* **PASSAGE SHOWN**:

· · · ·

Celebrating the 50th Anniversary of Jose Maceda’s masterpiece, Ugnayan

25 April 2024 : EthnoTalks Tambayan
3 May 2024 : A Talk on UGNAYAN
5 May 2024: Performance

This is a restaging of Jose Maceda’s composition titled Ugnayan (originally Atmospheres) for radio airwaves, in celebration of the 50th year anniversary of its premiere. The work comprises 20 separate audio tracks that will be played simultaneously on participants’ mobile phones streamed from an online channel. The project hopes to unburden the piece of the shadows of 1970s Marcos propaganda that strain most art produced during that era and refocus on fostering the idea of community in performance —musicking as a communal activity that shapes the people. This is methodologically congruent with Maceda’s composition practice and responds to his provocation for us to think of how to respond to music if it is aided by superintelligent computers (1988).

ETHNOTALKS TAMBAYAN

25 April 2024 (THU) | 4 – 6 PM
UP Center for Ethnomusicology Library
Jose Maceda Hall
UP Diliman, Quezon City

Resource Persons
Jonas Baes, PhD
LaVerne David C. de la Peña, PhD
Elena Rivera-Mirano,PhD
Ramon P. Santos, PhD

TALK

3 May 2024 (FRI) | 1:30 – 4:30 PM
UP Center for Ethnomusicology Library
Jose Maceda Hall
UP Diliman, Quezon City

Speakers
Felipe M. de Leon
Elizabeth L. Enriquez, PhD
Feliz Anne R. Macahis

PERFORMANCE

5 May 2024 (SUN) | 4:15 – 7:00 PM
UP College of Music Front Lawn
Abelardo Hall
UP Diliman, Quezon City


Artistic Director
Dayang Magdalena Nirvana T. Yraola, PhD

Listen in. Perform. Experience.

  • The talk and performance are both open to the public. However, we have limited seating for the talk. Please register below so you can secure your seat or express your intention to participate as a performer for Atmospheres’ UGNAYAN.

What is Ugnayan?

An excerpt from the same article, by Jose Maceda. Published in the Philippines Quarterly. March 1974.

· · · ·

* **GIVEN INFORMATION**:

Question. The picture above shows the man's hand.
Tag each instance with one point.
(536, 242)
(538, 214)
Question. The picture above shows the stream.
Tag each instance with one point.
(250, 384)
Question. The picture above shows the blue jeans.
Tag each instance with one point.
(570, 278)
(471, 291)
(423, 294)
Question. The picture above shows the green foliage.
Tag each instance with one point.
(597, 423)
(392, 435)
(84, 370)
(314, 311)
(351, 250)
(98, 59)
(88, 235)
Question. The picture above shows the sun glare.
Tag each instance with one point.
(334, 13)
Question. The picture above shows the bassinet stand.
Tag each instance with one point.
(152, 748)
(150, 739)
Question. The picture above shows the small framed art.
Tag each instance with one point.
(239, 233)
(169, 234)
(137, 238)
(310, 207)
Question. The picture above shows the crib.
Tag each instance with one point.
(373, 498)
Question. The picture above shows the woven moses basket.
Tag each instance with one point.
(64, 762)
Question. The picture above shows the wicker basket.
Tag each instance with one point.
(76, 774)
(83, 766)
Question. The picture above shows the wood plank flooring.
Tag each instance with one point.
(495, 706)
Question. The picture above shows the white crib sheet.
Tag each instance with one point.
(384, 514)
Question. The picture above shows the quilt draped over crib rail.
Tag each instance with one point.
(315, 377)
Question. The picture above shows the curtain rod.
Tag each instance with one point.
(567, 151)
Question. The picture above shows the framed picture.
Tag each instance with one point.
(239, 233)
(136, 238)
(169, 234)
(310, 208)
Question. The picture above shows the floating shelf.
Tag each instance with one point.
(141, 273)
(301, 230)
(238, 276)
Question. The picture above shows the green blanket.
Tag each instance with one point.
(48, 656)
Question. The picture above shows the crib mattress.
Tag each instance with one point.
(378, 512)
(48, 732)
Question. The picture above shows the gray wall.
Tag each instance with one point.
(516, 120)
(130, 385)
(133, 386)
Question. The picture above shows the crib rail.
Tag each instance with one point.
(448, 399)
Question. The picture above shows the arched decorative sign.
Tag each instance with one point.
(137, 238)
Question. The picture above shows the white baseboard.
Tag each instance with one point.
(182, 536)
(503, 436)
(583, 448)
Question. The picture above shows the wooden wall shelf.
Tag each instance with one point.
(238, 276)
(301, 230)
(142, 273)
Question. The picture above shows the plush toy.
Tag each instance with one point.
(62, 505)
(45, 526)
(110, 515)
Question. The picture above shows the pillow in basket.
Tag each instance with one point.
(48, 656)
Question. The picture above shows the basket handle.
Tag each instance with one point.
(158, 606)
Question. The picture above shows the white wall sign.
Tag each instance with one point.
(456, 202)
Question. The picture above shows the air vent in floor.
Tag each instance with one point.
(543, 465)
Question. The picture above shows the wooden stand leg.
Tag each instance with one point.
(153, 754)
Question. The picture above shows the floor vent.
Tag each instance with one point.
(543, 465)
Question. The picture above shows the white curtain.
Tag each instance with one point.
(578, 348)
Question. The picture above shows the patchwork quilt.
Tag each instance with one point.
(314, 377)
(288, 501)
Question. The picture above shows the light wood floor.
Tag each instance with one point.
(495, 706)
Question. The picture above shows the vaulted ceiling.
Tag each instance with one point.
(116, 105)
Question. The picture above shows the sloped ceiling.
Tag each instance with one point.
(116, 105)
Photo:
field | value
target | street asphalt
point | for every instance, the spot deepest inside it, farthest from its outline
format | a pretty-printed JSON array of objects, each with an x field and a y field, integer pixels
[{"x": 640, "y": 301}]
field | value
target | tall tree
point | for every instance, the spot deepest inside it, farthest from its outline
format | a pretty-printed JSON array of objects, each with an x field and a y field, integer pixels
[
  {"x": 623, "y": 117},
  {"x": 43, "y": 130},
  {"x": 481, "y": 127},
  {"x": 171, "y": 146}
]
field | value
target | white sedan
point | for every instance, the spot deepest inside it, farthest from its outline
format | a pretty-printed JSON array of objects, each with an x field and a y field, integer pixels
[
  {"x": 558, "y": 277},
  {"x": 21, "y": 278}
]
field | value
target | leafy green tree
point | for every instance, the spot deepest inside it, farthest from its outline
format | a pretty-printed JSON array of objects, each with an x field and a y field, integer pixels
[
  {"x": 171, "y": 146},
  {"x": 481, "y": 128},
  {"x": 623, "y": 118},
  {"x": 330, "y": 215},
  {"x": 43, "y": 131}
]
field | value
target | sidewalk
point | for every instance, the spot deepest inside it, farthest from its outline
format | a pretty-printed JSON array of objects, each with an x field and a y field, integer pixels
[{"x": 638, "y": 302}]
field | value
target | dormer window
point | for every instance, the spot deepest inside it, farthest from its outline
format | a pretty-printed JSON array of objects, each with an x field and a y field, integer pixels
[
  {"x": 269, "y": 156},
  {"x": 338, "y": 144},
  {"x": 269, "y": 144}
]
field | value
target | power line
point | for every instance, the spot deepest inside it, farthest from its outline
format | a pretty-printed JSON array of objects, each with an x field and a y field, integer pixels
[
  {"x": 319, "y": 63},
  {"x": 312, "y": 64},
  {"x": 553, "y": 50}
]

· · · ·

* **PROMPT**: Continue the page about the 50th anniversary of Jose Maceda's Ugnayan, picking up right after its last line.

* **ANSWER TO THIS TASK**:
Originally labeled “Atmospheres,” it is the name given to a music composed with a score and recorded in 20 tapes for broadcast by at least 20 radio stations. For its full appreciation, it needs the participation of thousands of people normally gathered in public places parks, commercial centers, market areas, and airports. The music in each tape is somewhat different from the music in the other tapes. It is possible for a listener to tune in to one radio station and enjoy one-twentieth part of the music. It is also possible for him to listen to two or more radio sets at the same time and experience as many parts of the music. As more stations are heard the sounds become denser, and the music becomes more “complete.” However, completeness is relative, for the 20 musical parts coming from 20 small transistor radios may be multiplied by thou- sands of transistors. The music then becomes a totally different experience from listening only to a few multiples of 20 “complete” parts. It is in the multiplication of each tape or musical part by the hundreds or thousands that the use of radio stations is intended. For then, it becomes simple to reproduce each part or what may now be called a sound cell, into thousands of cells.

Ugnayan through history.

On New Year’s Day of 1974, Jose Maceda’s  51-minute composition  was aired on 20 major radio stations in the Philippines. Each station played a separate track—the instrumental piece, the tracks supposedly representing ‘village music sounds’, featuring indigenous Filipino instruments such as bamboo zither, nose flute, yoke and brass. To hear the entire work, at least 20 listeners, each with a transistor radio and each tuned to a different station, needed to congregate in a public space.

Maceda originally titled the work “Atmospheres”, imagining the massive span of airwaves that his music would cover. The idea was to create a sound sculpture as big as the archipelago.

The project was later renamed Ugnayan, which is the Tagalog term for connecting or connection. It could also mean “coming together”, “working together”, or – as the First Lady proposed—a project of unity. This way the title fitted better into the Marcos government’s agenda to reimagine the Filipino national identity.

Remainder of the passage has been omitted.